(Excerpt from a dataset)
-- BEGIN --

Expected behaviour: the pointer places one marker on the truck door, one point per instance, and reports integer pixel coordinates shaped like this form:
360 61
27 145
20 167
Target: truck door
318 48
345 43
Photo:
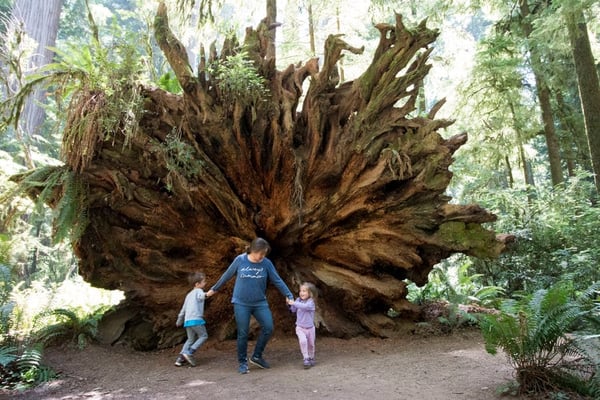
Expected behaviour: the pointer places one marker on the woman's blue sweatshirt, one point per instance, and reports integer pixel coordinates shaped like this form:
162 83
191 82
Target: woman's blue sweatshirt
250 286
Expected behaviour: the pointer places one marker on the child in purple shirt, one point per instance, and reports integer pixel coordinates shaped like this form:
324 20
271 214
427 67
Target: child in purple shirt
304 307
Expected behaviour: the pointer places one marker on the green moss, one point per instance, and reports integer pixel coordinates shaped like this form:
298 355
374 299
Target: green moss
470 238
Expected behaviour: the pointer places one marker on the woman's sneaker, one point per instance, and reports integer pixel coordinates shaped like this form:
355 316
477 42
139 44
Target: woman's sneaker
243 368
190 359
180 361
259 362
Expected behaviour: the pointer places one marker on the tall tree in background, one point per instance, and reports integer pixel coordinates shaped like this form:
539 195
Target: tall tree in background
345 184
40 20
587 82
543 92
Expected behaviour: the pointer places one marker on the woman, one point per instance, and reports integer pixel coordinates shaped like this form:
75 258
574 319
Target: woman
252 270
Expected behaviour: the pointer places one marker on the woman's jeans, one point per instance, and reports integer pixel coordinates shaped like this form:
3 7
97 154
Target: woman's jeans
262 313
197 335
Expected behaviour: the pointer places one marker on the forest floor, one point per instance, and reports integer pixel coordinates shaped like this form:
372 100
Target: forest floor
432 367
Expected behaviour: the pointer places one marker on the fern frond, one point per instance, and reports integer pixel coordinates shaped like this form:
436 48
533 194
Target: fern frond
8 354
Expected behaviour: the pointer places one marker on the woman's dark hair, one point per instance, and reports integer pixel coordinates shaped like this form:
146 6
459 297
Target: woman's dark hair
196 277
259 245
312 289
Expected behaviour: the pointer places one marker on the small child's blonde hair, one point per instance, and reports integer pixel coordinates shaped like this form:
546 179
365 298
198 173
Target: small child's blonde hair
312 289
196 277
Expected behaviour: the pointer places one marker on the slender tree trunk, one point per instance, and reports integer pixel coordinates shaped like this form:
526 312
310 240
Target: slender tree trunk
311 30
544 97
522 156
271 24
569 118
41 20
589 86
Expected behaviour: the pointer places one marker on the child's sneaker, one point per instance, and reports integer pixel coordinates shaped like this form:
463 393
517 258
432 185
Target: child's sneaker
259 362
180 361
243 368
190 359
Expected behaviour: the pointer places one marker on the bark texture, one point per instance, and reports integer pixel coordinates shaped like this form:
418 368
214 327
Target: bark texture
346 186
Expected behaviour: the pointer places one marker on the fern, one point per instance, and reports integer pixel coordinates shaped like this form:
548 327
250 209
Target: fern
63 190
70 326
538 333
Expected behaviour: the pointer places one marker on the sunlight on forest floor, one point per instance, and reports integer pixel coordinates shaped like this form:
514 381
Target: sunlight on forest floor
73 293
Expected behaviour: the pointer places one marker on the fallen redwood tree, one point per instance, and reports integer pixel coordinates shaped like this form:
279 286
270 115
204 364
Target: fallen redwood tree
346 186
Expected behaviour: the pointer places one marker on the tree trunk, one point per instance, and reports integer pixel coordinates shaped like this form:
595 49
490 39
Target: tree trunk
544 97
349 190
589 85
41 24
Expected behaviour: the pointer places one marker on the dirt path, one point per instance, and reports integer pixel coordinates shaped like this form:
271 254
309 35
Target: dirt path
431 368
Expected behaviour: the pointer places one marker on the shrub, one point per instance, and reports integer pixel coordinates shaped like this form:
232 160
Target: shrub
546 338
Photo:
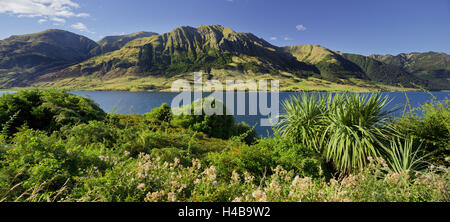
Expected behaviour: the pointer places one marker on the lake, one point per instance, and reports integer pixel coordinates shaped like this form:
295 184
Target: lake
142 102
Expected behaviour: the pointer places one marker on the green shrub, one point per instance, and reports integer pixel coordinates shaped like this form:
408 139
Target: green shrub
303 121
217 126
431 127
356 130
45 110
247 133
163 113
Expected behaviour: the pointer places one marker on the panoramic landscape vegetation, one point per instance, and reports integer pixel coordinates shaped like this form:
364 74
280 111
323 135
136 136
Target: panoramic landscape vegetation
339 138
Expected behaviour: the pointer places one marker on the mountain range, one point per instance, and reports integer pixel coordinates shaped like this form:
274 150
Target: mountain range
151 61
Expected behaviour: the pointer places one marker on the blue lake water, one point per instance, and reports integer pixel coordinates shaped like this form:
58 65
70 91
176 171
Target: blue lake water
142 102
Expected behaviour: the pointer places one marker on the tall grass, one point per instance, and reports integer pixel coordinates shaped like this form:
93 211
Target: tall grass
404 155
355 130
303 120
345 128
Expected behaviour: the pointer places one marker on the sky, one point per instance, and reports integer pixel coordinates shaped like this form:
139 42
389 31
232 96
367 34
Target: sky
352 26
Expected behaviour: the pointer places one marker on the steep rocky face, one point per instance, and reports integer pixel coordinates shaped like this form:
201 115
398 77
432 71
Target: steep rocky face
188 49
23 57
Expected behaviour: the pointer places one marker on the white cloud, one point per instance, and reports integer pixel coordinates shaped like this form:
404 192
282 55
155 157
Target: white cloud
300 27
81 27
55 10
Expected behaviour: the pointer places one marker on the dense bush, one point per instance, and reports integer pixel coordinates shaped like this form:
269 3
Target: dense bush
45 110
147 158
345 128
217 126
430 124
163 113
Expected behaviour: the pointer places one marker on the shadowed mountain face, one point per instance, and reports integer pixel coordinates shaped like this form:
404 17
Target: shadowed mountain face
431 66
188 49
113 43
26 56
55 55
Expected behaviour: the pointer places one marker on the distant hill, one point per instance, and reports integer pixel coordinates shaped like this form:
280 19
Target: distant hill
113 43
146 60
24 57
431 66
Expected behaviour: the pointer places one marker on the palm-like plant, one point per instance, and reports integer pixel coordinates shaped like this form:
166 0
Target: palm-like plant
355 130
302 121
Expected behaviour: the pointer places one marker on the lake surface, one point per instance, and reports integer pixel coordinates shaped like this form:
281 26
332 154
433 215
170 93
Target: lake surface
143 102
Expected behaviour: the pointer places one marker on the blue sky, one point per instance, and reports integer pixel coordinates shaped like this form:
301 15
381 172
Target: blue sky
355 26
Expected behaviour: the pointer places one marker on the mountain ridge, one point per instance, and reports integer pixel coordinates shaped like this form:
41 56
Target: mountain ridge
221 52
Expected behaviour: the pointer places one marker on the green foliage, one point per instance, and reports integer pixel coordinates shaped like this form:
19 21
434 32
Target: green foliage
163 113
355 130
303 120
141 158
260 159
345 128
217 126
431 126
247 133
46 110
405 156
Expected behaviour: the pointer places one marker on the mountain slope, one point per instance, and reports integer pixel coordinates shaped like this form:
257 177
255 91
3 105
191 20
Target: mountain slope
332 64
188 49
24 57
147 61
377 71
431 66
112 43
335 66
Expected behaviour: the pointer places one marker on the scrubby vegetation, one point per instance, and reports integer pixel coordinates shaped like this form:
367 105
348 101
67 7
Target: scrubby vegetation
60 147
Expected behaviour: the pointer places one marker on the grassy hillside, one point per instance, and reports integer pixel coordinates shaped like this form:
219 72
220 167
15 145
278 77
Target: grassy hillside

-- END --

> Requirements
Omitting all images, print the listing exactly.

> Answer for this exercise
Expected behaviour: the pointer places one marker on the truck door, one point per instance, and reports integer pixel coordinates shaped like this form:
360 61
27 145
20 167
Target: truck door
318 48
345 43
Photo:
Expected behaviour: the pointer places one marker on the woman's blue sweatshirt, one point per instance, and reports integer pixel coordinates shaped like this form:
162 83
191 82
Target: woman's blue sweatshirt
250 286
Expected behaviour: the pointer places one marker on the child in purple shirt, one point per instance, and reports integer pixel coordinates shaped like this form:
324 20
271 214
427 67
Target: child in purple shirt
304 307
Expected behaviour: the pointer places one marker on the green moss, one point per instance, and reports integer pixel coordinates shaped like this form:
298 355
374 299
Target: green moss
470 238
Expected behaviour: the pointer places one marker on the woman's sneaker, one point per instance, and reports integer pixel coordinates shaped like this form:
355 316
477 42
139 44
Target: woman's sneaker
243 368
190 359
180 361
259 362
Expected behaviour: the pointer places one marker on the tall tree in background, one point per instance, and reports integer pixel coordinates shaped like this form:
539 195
Target: tall tree in background
345 184
40 20
587 82
543 92
Expected behaviour: the pointer places one marker on the woman, one point per instance, and reports integer pixel coordinates shaped like this form:
75 258
574 319
Target: woman
252 270
Expected behaviour: the pointer places one marker on the woman's jeans, one point per instance, and reports integer pixel coordinates shaped like this form:
3 7
97 154
Target: woman's jeans
262 313
197 335
Expected behaviour: the pointer places one marker on the forest floor, one point per instance, and reports integer pixel coordinates shaped like this form:
372 100
Target: forest floor
432 367
Expected behaviour: the pointer places one marker on the fern frond, one point per instance, and reports integer pixel coordinates shaped like this form:
436 48
533 194
Target: fern frond
8 354
Expected behaviour: the pointer places one marker on the woman's dark hair, one point per instance, and reports integer pixel coordinates shaped like this form:
146 6
459 297
Target: woman's dark hair
196 277
259 245
312 289
Expected behaviour: the pointer places one marker on the small child's blonde hair, one point per instance, and reports integer pixel coordinates shaped like this form:
546 179
365 298
198 173
Target: small child's blonde hair
312 289
196 277
Expected behaviour: the pointer places one marker on the slender tree trunk, one point per instance, and reports integer pixel coordinates shaped like this form:
526 312
310 240
Target: slender tree trunk
311 30
544 97
522 156
271 24
569 118
41 20
589 86
Expected behaviour: the pointer places one marker on the child's sneaker, one point per instance, and reports integer pixel coordinates shaped like this form:
463 393
517 258
432 185
Target: child's sneaker
259 362
180 361
243 368
190 359
Expected behaviour: the pointer places one marker on the bark texture, one point per instance, and reports integer pixel coordinates shaped like this form:
418 368
214 327
Target: bark texture
346 186
Expected behaviour: the pointer places one marker on the fern, one point per instance, and reports integer pixel coordinates shaped like this form:
548 327
250 209
Target: fern
63 190
70 326
538 333
Expected behaviour: the pointer places one marker on the sunlight on forest floor, one point per instance, and reports integer pixel coordinates shaped like this form:
514 381
Target: sunlight on forest floor
73 293
Expected behaviour: the pointer places one marker on the fallen redwood tree, one point per instance, and reports integer pixel coordinates shaped like this form:
279 286
270 115
204 364
Target: fallen redwood tree
346 186
Expected behaviour: the pointer places one marker on the tree trunk, one point per instance, and reports integer pixel coordinates shaped like this form:
595 49
490 39
Target: tree trunk
544 97
349 190
589 85
41 24
Expected behaviour: the pointer places one marker on the dirt path, one point per instance, and reports integer pixel coordinates shaped like this form:
271 254
309 35
Target: dirt path
431 368
Expected behaviour: the pointer places one marker on the shrub, one point per instance, and reports integer pixel coordinates shaped like this form:
232 160
Target: shrub
546 338
Photo:
Expected behaviour: the pointer places one marker on the lake, one point per instance, and reports integer pixel coordinates shaped like this form:
295 184
Target: lake
142 102
Expected behaviour: the pointer places one marker on the green shrub, one point per instance, and reports integer pixel coordinates shaped like this form:
408 139
Target: green shrub
303 121
217 126
431 127
356 130
45 110
247 133
163 113
Expected behaviour: the pointer places one marker on the panoramic landscape vegetation, one point per instance, and reports integer pixel coordinates shaped like this form:
364 74
280 111
323 135
136 136
Target: panoramic landscape vegetation
339 138
Expected behaviour: the pointer places one marker on the mountain range, one point per instance, and reports integer pixel coordinates shaped like this form:
274 150
Target: mountain range
151 61
Expected behaviour: the pointer places one marker on the blue lake water, one point per instance, and reports integer pixel coordinates shaped like this form:
58 65
70 91
176 171
Target: blue lake water
142 102
Expected behaviour: the pointer places one marker on the tall grass, one point per instance, and reports integer pixel coordinates shaped like this form:
93 211
Target: tall grass
404 155
355 130
303 120
345 128
Expected behaviour: the pointer places one marker on the sky, one point per instance, and reports integer pixel coordinates shaped like this form:
139 42
389 31
232 96
367 34
Target: sky
352 26
Expected behaviour: the pointer places one marker on the steep rocky face, one point per instance, and reports integer pixel coordinates shaped like this form:
201 115
398 77
432 71
Target: steep rocky face
188 49
23 57
Expected behaviour: the pointer places one marker on the white cloud, one point per instance, and reports integer pixel coordinates shaped like this form:
404 192
282 55
155 157
Target: white cloud
300 27
81 27
55 10
Expected behaviour: the pointer places one marker on the dense bush, one point per instance, and reports integer pixel coordinates shaped like this form:
269 3
Target: dense bush
45 110
147 158
345 128
217 126
430 124
163 113
Expected behaviour: the pointer places one marker on the shadowed mountain face, one point per instance, and reports integer pixel coordinates shaped like this form:
404 17
Target: shadowed mountain face
431 66
188 49
113 43
26 56
55 55
Expected behaviour: the pointer places one marker on the distant hill, one point per instance, and reports integer pixel coordinates shaped like this form:
280 19
Target: distant hill
113 43
146 60
24 57
431 66
Expected behaviour: the pointer places one marker on the palm-like plant, one point per instance, and reports integer pixel coordinates shaped like this form:
166 0
Target: palm-like plant
355 130
302 121
Expected behaviour: the pointer places one marker on the lake surface, one point per instance, and reports integer pixel coordinates shaped like this form:
281 26
332 154
433 215
170 93
Target: lake surface
143 102
Expected behaviour: the pointer places one marker on the blue sky, one point per instance, and reports integer pixel coordinates shaped like this form:
301 15
381 172
Target: blue sky
355 26
Expected behaviour: the pointer places one marker on the mountain ridge, one point per instance, and reports integer pixel coordinates shaped like this form:
41 56
Target: mountain ridge
221 52
Expected behaviour: the pointer places one marker on the green foliage, one point per instance, and reports integer pixel coordinates shaped like this form:
19 21
434 32
Target: green foliage
163 113
355 130
303 120
141 158
260 159
345 128
217 126
431 126
247 133
46 110
405 156
Expected behaviour: the pointer places one marker on the mountain slope, one point per instance, and reports integer pixel coordinates shaped like this form:
257 177
255 91
3 105
191 20
Target: mountain slope
332 64
188 49
24 57
147 61
377 71
431 66
112 43
335 66
Expected behaviour: the pointer places one marker on the scrubby vegetation, one point per instance, and reports integer pixel coordinates shaped like this form:
367 105
348 101
67 7
Target: scrubby vegetation
60 147
Expected behaviour: the pointer places one marker on the grassy hillside, one point per instance, and reports integer pixel coordinates shaped like this form:
219 72
220 167
15 145
278 77
Target: grassy hillside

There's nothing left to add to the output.